_EXERCISE BRIEF_
Could you retype exactly the lines running from the line with "[point] every instance of the dark" to the end of the data, both included, and nothing else?

== RECORDED DATA ==

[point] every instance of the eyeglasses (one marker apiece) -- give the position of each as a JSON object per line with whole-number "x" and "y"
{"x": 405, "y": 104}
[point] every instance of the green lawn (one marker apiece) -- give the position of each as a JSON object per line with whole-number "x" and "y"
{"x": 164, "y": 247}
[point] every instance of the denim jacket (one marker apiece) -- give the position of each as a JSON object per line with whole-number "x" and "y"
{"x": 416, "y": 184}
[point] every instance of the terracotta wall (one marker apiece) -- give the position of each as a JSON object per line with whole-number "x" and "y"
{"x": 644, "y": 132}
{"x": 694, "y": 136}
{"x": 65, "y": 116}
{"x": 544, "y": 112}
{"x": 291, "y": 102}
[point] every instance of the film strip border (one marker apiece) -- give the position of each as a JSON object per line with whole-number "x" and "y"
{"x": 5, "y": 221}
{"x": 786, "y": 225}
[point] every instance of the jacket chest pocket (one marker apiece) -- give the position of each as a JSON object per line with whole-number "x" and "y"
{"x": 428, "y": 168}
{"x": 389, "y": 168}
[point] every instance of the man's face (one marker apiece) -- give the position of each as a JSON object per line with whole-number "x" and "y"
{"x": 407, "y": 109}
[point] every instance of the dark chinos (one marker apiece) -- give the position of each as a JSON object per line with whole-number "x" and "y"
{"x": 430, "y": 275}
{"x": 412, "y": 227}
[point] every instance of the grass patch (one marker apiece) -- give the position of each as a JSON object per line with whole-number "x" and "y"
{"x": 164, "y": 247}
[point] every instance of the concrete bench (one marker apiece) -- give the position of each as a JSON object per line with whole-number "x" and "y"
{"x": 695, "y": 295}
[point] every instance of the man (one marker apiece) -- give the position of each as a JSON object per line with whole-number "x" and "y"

===

_EXPECTED ANSWER_
[point] every instance of the dark chinos (one marker apiece) -- give the position of each as a JSON object per line with whole-number "x" and "y"
{"x": 430, "y": 275}
{"x": 412, "y": 227}
[point] every instance of the grass patch (one marker apiece) -- give the position of each as a JSON object per line with whole-number "x" and "y"
{"x": 164, "y": 247}
[point] every instance of the concrete bench (one marker apiece) -- give the position of each as a JSON object per line with whole-number "x" and "y"
{"x": 695, "y": 295}
[point] every instance of the man (one marker apiece) -- give the position of each as a JSON object per line with whole-number "x" and "y"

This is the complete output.